Region labeling records:

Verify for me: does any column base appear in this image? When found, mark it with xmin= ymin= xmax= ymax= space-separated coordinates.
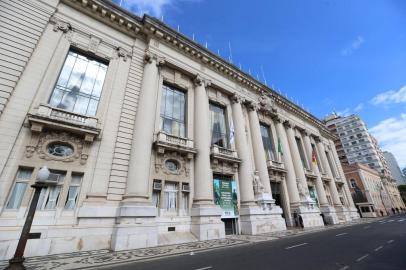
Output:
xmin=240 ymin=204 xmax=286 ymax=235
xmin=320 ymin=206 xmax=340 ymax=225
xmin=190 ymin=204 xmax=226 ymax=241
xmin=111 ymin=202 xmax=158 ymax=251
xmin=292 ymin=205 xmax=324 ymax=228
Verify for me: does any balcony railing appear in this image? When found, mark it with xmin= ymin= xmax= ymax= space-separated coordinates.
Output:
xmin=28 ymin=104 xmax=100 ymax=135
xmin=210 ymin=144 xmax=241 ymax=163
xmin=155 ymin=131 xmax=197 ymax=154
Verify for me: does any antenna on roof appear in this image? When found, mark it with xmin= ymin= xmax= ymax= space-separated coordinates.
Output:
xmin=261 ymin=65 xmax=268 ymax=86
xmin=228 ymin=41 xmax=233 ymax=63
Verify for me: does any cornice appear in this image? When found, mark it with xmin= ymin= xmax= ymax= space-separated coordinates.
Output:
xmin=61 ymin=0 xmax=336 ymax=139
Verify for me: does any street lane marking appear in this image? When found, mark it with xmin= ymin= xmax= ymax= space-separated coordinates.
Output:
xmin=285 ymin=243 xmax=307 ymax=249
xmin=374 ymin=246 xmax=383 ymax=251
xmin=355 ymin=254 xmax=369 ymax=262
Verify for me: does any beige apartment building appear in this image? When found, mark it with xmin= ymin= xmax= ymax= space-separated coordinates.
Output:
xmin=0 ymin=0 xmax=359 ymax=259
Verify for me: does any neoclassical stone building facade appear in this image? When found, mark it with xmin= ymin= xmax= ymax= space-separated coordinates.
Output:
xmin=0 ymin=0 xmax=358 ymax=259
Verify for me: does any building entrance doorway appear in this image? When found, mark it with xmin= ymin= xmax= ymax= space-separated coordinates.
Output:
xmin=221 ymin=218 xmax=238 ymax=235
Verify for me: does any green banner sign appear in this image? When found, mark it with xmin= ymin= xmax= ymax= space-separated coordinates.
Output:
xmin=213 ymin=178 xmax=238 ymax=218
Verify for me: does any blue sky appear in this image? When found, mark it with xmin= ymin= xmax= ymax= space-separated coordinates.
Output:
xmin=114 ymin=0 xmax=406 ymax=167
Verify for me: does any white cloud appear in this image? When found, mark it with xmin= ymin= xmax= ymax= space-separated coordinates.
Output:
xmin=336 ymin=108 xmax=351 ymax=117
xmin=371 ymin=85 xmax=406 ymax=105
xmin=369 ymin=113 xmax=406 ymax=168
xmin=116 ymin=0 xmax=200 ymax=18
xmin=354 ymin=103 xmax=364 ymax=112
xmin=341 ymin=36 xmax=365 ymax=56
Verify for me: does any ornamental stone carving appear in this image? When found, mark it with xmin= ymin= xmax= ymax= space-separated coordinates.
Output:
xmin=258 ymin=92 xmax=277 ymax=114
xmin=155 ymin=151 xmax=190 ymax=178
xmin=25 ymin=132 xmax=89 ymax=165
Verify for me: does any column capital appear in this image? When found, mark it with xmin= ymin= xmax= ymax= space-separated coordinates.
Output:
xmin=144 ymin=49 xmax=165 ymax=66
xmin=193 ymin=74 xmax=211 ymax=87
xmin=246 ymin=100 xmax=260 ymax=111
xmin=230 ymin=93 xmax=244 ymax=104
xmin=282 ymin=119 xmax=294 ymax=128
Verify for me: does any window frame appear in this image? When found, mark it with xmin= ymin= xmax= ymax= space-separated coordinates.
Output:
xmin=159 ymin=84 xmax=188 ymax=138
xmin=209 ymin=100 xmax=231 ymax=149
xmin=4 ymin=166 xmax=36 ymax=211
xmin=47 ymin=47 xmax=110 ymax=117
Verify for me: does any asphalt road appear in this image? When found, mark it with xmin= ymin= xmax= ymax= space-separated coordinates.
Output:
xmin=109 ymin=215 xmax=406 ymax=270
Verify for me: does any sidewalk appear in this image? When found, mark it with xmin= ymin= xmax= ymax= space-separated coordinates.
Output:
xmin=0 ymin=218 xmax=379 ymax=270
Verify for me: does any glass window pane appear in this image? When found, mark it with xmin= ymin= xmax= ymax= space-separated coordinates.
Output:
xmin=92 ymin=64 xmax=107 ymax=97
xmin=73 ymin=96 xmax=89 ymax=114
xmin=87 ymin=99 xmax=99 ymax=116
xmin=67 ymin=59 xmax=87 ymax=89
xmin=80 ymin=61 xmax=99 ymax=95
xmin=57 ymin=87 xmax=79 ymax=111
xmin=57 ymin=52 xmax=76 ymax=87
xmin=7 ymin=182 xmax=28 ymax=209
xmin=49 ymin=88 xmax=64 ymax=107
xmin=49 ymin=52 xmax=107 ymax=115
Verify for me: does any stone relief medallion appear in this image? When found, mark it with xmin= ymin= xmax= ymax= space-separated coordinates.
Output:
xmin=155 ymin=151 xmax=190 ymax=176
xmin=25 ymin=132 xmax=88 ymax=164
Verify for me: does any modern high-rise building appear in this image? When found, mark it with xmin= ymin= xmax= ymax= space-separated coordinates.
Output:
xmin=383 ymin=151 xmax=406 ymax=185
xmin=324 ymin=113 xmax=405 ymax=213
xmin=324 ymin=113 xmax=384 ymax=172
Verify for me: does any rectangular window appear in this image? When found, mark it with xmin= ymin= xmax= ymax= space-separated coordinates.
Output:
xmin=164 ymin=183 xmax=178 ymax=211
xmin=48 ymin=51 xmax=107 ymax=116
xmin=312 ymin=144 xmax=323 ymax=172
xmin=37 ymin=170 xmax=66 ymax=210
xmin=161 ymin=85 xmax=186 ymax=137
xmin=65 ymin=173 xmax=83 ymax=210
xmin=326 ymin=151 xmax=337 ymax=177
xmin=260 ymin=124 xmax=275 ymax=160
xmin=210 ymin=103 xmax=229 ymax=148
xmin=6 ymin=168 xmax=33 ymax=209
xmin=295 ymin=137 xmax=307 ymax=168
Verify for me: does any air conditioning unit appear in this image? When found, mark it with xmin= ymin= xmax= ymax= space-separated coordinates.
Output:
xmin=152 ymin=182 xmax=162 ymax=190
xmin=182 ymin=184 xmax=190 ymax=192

--

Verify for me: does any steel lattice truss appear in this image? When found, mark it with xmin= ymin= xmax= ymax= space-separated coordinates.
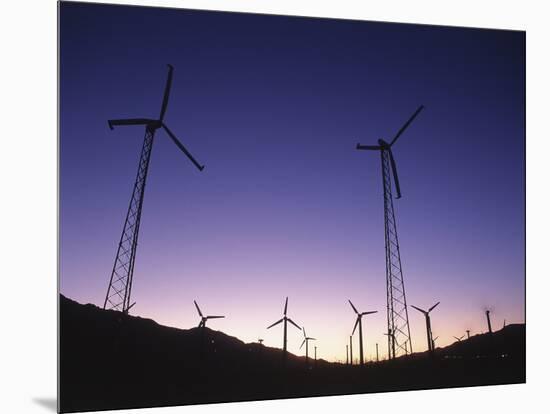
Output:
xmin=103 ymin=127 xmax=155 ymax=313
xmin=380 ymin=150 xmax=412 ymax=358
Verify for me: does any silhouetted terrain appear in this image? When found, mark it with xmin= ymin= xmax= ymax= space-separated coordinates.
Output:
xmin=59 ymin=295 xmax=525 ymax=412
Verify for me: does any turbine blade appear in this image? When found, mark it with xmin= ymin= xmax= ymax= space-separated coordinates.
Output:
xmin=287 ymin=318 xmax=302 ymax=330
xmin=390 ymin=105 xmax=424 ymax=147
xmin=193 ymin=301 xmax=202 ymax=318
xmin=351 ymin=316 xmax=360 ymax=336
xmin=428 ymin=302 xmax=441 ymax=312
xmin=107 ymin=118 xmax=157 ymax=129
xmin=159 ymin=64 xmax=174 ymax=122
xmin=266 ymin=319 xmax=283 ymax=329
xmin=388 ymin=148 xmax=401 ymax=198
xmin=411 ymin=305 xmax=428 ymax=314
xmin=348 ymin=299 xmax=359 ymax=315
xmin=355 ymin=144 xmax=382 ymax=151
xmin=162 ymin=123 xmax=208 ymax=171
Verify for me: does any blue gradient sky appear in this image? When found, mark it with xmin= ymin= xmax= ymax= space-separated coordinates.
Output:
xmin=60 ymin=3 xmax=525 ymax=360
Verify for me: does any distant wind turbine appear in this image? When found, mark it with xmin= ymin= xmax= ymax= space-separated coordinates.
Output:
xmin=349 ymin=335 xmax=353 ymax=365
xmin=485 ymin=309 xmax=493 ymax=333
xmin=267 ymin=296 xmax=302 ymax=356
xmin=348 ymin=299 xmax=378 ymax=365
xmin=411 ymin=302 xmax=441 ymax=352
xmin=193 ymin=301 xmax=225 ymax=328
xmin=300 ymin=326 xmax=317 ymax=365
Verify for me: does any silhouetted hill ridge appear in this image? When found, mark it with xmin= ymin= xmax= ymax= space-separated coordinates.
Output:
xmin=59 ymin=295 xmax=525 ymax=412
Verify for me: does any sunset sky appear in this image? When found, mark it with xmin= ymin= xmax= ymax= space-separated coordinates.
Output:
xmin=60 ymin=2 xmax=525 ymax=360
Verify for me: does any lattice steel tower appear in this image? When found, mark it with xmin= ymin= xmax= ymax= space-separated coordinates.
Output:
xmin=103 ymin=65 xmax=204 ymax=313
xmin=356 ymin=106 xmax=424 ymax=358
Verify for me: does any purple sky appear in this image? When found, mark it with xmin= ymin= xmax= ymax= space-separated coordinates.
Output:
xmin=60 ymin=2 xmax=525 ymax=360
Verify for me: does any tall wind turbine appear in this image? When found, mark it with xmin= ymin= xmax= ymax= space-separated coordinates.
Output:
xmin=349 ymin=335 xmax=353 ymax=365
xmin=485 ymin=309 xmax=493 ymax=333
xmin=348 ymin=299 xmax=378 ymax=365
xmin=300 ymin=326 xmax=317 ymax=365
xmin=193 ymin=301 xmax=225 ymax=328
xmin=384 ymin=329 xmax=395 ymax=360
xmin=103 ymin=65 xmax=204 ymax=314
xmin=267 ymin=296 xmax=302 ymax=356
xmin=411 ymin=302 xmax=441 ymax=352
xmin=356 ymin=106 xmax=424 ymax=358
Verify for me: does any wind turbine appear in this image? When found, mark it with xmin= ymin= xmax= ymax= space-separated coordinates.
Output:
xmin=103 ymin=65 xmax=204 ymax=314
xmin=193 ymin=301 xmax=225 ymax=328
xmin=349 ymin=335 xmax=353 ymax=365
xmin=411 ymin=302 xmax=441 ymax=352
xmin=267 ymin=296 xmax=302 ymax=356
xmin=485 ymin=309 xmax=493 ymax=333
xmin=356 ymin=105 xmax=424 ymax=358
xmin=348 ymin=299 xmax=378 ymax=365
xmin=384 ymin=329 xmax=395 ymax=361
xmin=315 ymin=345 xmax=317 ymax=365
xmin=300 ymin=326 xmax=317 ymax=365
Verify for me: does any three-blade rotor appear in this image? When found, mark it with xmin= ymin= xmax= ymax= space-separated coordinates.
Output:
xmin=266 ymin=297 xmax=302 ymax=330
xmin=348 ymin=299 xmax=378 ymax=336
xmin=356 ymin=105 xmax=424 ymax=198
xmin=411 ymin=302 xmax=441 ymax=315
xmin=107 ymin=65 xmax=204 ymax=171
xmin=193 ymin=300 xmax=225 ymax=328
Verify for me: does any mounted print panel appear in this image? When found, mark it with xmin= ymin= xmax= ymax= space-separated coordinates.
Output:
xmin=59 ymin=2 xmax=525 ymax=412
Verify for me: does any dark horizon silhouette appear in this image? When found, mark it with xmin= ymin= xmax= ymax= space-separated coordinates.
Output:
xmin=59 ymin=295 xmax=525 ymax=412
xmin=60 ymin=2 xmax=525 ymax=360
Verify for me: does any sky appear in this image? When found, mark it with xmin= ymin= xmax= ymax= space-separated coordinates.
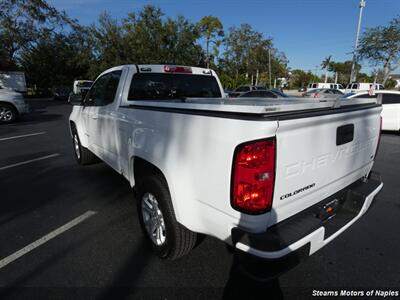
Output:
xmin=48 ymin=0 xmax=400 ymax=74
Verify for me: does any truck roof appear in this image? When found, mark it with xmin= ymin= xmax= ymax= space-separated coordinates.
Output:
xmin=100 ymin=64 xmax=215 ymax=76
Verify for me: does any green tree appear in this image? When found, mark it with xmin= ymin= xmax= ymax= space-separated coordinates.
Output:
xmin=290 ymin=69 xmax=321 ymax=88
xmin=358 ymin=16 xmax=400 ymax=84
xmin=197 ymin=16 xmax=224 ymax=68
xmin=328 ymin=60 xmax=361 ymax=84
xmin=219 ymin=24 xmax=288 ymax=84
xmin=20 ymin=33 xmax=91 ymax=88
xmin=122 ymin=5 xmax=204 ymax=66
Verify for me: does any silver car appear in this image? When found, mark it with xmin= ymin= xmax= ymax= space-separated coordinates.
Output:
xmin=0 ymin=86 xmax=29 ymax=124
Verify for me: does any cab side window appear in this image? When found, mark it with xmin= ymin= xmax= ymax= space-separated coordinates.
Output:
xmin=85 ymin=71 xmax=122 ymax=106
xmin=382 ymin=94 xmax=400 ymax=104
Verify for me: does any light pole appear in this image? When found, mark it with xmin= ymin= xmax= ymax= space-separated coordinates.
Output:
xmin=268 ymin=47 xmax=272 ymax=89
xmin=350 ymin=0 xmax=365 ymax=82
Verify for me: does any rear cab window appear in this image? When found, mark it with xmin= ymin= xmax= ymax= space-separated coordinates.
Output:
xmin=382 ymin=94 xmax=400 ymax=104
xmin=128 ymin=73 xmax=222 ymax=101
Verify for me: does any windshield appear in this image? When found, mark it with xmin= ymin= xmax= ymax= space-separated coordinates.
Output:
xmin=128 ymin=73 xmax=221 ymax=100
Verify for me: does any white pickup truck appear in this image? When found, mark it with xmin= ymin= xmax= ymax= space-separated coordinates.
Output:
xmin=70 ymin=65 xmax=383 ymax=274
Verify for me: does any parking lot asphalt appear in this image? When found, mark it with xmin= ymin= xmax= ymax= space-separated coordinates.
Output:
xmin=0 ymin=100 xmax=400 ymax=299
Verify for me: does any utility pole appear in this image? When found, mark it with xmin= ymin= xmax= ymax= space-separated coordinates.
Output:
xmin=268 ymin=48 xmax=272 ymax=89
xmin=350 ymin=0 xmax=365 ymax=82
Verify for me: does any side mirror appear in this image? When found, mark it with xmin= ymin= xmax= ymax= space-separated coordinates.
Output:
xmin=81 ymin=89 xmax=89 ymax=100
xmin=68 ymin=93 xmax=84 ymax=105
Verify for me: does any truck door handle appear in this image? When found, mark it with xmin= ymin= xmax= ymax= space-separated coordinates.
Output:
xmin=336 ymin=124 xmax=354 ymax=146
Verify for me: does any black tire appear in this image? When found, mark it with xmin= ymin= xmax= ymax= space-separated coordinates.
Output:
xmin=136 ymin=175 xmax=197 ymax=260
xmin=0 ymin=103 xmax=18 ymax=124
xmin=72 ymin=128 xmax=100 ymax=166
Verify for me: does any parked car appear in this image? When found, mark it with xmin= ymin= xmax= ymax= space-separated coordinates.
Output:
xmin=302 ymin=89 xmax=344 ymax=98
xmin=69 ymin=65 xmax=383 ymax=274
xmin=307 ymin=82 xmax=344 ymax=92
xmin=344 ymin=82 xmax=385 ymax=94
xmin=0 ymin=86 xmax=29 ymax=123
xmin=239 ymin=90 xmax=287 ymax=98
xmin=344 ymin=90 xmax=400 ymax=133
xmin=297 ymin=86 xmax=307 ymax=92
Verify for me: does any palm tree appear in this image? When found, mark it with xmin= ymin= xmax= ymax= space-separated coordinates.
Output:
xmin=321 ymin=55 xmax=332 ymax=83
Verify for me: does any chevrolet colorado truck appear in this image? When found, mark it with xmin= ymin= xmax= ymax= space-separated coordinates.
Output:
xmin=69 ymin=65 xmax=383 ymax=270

§ **TASK GOAL**
Format the listing from the line with "Verify for me: does any column base" up to and including the line with "xmin=292 ymin=205 xmax=324 ymax=228" as a numbered list, skipping blank lines and leaving out the pictures.

§ **RESPONSE TO THE EXERCISE**
1. Verify for me: does any column base appear in this image? When found, mark it with xmin= ymin= xmax= ymax= space-separated coordinates.
2. Output:
3. xmin=240 ymin=204 xmax=286 ymax=235
4. xmin=320 ymin=206 xmax=340 ymax=225
5. xmin=190 ymin=204 xmax=226 ymax=241
6. xmin=111 ymin=202 xmax=158 ymax=251
7. xmin=292 ymin=205 xmax=324 ymax=228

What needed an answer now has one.